The data –
+--
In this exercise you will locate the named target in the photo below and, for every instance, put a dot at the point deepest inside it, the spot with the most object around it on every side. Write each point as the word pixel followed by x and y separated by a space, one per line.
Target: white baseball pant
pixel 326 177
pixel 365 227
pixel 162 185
+--
Problem description – Everything in the listing should be written out again exactly.

The completed task –
In this exercise you will locate the named target in the photo below and, for every instance, put a dot at the point deepest inside it, the spot with the most object around it on every side. Write each point as the word pixel followed by x and y separated by a space, one per line.
Target: white baseball pant
pixel 326 177
pixel 365 227
pixel 162 185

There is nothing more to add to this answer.